__Direction__
Reproduce the stretch of the listing from the line containing "Could you please pick out the white flag" through the end of the listing, substituting "brick pavement" for "cobblestone pavement" and leaving everything else unchanged.

►

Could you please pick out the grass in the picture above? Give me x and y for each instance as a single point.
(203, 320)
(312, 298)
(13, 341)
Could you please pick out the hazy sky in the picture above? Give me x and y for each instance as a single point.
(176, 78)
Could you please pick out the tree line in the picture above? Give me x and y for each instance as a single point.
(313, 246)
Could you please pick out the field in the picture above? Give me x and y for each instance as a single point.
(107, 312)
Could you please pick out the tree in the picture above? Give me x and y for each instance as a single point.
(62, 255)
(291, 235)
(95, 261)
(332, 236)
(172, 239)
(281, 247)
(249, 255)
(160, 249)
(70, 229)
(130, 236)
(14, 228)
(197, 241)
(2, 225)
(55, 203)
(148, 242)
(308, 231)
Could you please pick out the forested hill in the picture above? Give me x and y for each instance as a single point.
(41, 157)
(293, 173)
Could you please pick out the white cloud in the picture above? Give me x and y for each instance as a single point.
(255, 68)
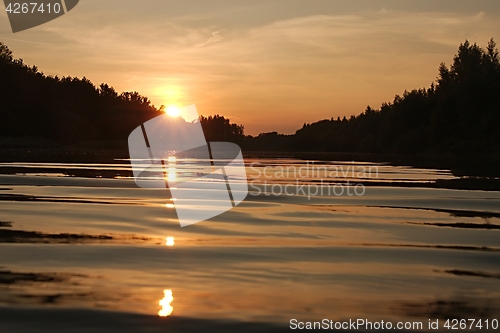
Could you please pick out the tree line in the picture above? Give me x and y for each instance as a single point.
(459, 113)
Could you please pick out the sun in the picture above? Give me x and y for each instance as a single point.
(173, 111)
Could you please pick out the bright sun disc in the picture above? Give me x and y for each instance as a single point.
(173, 111)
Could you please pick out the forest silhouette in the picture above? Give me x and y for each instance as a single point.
(458, 114)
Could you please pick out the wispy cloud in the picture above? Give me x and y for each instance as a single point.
(291, 70)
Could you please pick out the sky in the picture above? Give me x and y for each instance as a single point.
(267, 65)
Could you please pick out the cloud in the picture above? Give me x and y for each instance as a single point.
(215, 38)
(291, 70)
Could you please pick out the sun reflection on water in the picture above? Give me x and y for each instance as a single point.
(170, 241)
(166, 308)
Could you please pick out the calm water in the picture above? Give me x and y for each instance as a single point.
(83, 249)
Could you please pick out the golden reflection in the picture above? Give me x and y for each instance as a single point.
(171, 175)
(166, 308)
(170, 241)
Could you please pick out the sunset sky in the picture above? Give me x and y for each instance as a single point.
(269, 65)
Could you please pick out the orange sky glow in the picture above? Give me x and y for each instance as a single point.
(270, 66)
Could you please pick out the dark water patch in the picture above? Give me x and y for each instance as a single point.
(481, 184)
(21, 236)
(460, 272)
(53, 299)
(461, 225)
(452, 212)
(99, 321)
(460, 307)
(444, 247)
(9, 277)
(31, 198)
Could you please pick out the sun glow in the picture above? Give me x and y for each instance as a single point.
(170, 241)
(165, 303)
(173, 111)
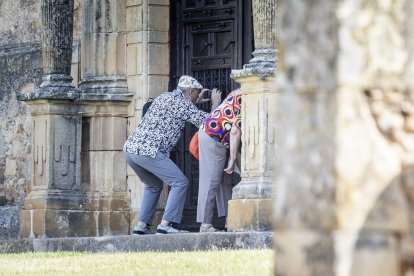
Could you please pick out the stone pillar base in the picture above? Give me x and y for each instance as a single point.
(49, 223)
(250, 215)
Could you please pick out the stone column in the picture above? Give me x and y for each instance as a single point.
(104, 36)
(251, 204)
(105, 103)
(50, 209)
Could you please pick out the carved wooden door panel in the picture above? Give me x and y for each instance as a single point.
(209, 38)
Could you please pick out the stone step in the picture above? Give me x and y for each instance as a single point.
(163, 243)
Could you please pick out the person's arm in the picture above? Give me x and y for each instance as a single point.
(235, 137)
(215, 99)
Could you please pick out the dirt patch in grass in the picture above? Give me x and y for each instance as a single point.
(240, 262)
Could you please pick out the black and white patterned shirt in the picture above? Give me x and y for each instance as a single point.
(160, 128)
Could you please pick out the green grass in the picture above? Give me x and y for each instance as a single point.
(240, 262)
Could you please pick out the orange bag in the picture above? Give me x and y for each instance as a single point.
(194, 146)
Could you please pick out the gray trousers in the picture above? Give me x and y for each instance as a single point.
(153, 172)
(212, 188)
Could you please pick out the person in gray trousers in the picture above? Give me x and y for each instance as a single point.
(148, 148)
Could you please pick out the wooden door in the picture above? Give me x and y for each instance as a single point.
(208, 38)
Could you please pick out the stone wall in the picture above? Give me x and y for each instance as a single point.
(20, 72)
(345, 138)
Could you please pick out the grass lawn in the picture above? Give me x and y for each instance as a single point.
(240, 262)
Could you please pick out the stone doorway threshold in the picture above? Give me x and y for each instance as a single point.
(162, 243)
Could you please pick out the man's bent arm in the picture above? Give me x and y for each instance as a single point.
(235, 137)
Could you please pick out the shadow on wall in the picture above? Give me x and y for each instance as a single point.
(385, 244)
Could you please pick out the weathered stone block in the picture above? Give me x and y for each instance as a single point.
(9, 222)
(11, 167)
(109, 59)
(134, 18)
(136, 86)
(376, 254)
(134, 2)
(108, 171)
(156, 12)
(113, 223)
(391, 212)
(157, 85)
(132, 59)
(134, 37)
(304, 253)
(250, 215)
(158, 37)
(107, 133)
(158, 54)
(159, 2)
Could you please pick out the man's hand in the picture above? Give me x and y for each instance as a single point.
(200, 98)
(215, 98)
(230, 166)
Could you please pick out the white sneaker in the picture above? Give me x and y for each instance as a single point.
(169, 229)
(208, 228)
(138, 230)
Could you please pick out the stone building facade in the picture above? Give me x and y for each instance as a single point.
(64, 173)
(344, 187)
(332, 132)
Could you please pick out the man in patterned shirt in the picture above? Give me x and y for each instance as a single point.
(148, 148)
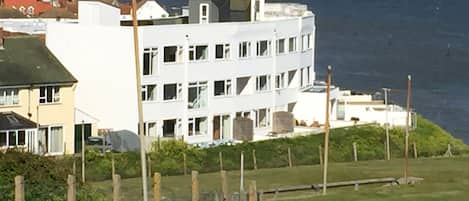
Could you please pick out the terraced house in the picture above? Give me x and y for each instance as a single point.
(36, 98)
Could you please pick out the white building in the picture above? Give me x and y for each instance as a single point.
(197, 77)
(146, 10)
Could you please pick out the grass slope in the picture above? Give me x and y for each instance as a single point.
(445, 179)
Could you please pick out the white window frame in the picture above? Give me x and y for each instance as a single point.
(267, 52)
(152, 67)
(258, 83)
(198, 85)
(193, 52)
(179, 54)
(244, 49)
(55, 90)
(7, 95)
(146, 96)
(193, 121)
(278, 49)
(227, 88)
(204, 19)
(226, 51)
(280, 81)
(292, 41)
(258, 123)
(178, 91)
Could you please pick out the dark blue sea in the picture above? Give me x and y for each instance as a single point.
(373, 44)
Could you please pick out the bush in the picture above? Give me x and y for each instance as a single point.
(45, 178)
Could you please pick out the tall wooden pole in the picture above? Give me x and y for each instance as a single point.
(326, 132)
(386, 124)
(83, 173)
(406, 163)
(139, 100)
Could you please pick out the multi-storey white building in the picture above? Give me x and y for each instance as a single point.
(242, 59)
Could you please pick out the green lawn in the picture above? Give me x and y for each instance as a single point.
(445, 179)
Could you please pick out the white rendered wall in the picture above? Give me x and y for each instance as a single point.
(101, 58)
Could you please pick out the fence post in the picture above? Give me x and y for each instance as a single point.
(185, 165)
(355, 154)
(220, 158)
(156, 186)
(71, 193)
(320, 155)
(19, 188)
(195, 186)
(116, 187)
(254, 160)
(224, 186)
(252, 191)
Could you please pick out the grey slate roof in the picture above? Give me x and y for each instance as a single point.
(13, 121)
(25, 60)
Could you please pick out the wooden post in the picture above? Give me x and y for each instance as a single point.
(326, 132)
(195, 186)
(241, 179)
(224, 186)
(113, 166)
(71, 192)
(254, 160)
(406, 154)
(149, 166)
(74, 167)
(19, 188)
(355, 154)
(156, 186)
(116, 187)
(320, 156)
(83, 173)
(252, 191)
(220, 158)
(185, 164)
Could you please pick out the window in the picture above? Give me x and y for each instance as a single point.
(197, 95)
(222, 88)
(302, 84)
(150, 60)
(204, 13)
(149, 92)
(263, 83)
(149, 129)
(280, 81)
(49, 94)
(173, 54)
(262, 117)
(169, 127)
(199, 52)
(197, 126)
(280, 46)
(9, 97)
(172, 91)
(263, 48)
(222, 51)
(30, 10)
(22, 10)
(51, 139)
(305, 42)
(244, 49)
(292, 44)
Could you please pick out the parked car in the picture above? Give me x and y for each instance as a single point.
(97, 142)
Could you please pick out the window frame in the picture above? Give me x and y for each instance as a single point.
(55, 97)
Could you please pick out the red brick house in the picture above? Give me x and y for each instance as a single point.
(28, 7)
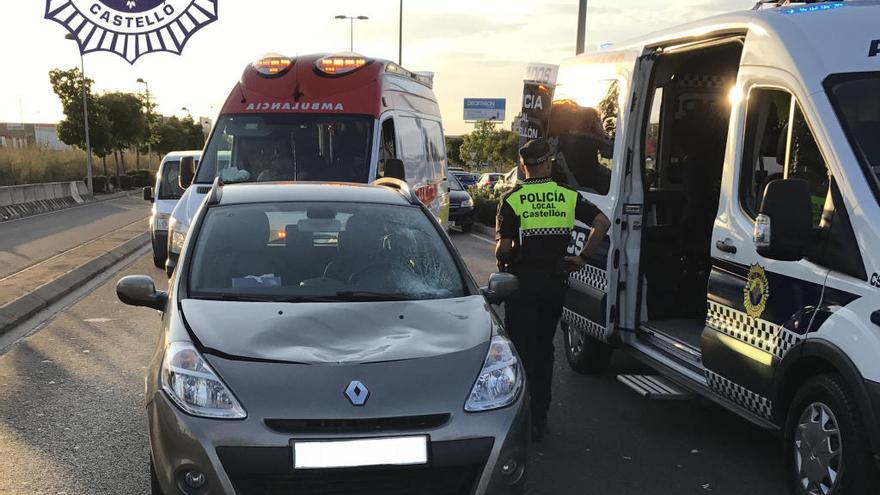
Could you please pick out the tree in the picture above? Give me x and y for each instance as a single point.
(69, 85)
(453, 150)
(125, 112)
(490, 145)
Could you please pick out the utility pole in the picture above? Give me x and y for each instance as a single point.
(85, 117)
(582, 26)
(400, 37)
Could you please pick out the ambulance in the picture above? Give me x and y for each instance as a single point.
(738, 158)
(340, 117)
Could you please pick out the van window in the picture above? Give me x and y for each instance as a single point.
(859, 114)
(248, 148)
(583, 123)
(779, 144)
(413, 150)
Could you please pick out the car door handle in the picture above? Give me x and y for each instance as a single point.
(726, 245)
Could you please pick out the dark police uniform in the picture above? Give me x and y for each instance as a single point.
(538, 216)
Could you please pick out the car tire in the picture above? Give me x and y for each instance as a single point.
(585, 354)
(155, 489)
(824, 415)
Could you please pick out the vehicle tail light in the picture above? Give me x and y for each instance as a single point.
(273, 65)
(342, 63)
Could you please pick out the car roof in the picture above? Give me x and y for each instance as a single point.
(275, 192)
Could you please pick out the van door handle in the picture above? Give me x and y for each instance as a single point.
(726, 245)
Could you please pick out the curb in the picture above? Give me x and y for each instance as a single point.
(19, 310)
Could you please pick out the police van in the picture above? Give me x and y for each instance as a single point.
(738, 158)
(341, 117)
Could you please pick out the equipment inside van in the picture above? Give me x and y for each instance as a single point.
(737, 158)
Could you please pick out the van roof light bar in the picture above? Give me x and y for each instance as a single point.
(400, 186)
(216, 193)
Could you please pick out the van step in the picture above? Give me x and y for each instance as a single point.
(655, 387)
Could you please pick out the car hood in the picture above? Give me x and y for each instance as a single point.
(358, 332)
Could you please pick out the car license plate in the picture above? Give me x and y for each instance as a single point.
(397, 451)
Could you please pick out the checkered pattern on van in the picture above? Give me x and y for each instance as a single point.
(589, 327)
(758, 404)
(700, 81)
(593, 276)
(762, 334)
(553, 231)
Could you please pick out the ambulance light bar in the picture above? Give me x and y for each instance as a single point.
(341, 63)
(273, 65)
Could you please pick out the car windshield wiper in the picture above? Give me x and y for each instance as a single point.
(365, 295)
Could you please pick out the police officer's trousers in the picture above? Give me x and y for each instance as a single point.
(531, 317)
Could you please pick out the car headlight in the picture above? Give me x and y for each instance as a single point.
(500, 380)
(194, 387)
(161, 222)
(176, 236)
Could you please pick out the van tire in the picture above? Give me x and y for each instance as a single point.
(855, 467)
(587, 356)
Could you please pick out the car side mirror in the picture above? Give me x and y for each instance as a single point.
(395, 169)
(187, 171)
(140, 290)
(784, 227)
(501, 286)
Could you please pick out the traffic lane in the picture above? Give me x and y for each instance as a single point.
(603, 438)
(72, 418)
(30, 240)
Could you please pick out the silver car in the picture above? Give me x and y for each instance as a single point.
(326, 338)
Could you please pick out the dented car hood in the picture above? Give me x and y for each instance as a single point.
(344, 332)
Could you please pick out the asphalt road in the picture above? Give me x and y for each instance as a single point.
(30, 240)
(72, 420)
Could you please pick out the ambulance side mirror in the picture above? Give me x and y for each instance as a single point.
(501, 286)
(784, 227)
(187, 171)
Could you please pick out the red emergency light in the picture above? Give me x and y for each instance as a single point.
(339, 64)
(273, 65)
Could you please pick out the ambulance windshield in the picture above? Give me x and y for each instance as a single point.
(280, 147)
(854, 98)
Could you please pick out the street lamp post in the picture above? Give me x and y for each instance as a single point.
(149, 125)
(85, 118)
(351, 27)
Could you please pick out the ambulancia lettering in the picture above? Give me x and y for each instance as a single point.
(296, 106)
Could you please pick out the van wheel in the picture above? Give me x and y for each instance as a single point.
(826, 449)
(155, 489)
(585, 354)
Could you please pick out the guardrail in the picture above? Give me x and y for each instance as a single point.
(31, 199)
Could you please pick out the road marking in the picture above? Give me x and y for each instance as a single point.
(484, 239)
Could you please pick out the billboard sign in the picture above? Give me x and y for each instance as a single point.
(484, 109)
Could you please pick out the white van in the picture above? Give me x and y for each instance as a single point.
(739, 160)
(164, 196)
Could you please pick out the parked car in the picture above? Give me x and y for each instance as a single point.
(489, 179)
(356, 356)
(461, 205)
(164, 196)
(466, 179)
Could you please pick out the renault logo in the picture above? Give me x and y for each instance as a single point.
(357, 393)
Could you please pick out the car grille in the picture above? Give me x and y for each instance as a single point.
(358, 425)
(450, 480)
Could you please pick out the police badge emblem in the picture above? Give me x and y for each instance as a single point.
(132, 28)
(756, 292)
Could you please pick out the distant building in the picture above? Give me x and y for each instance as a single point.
(30, 135)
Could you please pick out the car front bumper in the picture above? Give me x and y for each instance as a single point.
(466, 455)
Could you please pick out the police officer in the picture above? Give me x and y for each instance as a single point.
(532, 234)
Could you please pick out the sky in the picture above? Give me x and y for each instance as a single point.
(476, 48)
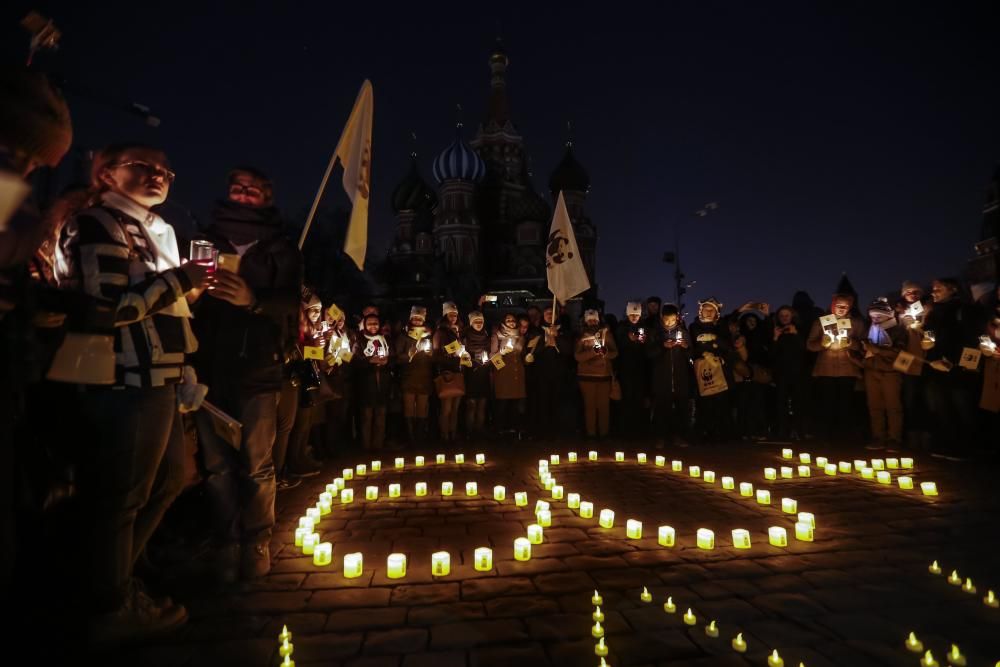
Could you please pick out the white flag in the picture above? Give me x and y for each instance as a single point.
(563, 261)
(355, 153)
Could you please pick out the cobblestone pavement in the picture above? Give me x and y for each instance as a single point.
(849, 598)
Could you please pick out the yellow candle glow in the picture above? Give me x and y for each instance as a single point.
(522, 548)
(440, 563)
(706, 538)
(803, 531)
(396, 566)
(353, 565)
(323, 553)
(741, 538)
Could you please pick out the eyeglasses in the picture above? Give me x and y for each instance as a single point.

◄

__The answer__
Could you please pick out the white flag in the picture above? Give me x and y for each instance as a single point.
(563, 261)
(355, 153)
Could you please pick out the brick pavement in the picture above? Give me x and y for each instance as a single point.
(849, 598)
Could you please pick out the yellow candle glow in the picture above? Give me x and y for each instance as a single point.
(522, 548)
(440, 563)
(706, 538)
(803, 531)
(396, 566)
(353, 565)
(323, 553)
(741, 538)
Could you please pick out the eyeglasses in the picture above? Give me x and y for each instance as a single point.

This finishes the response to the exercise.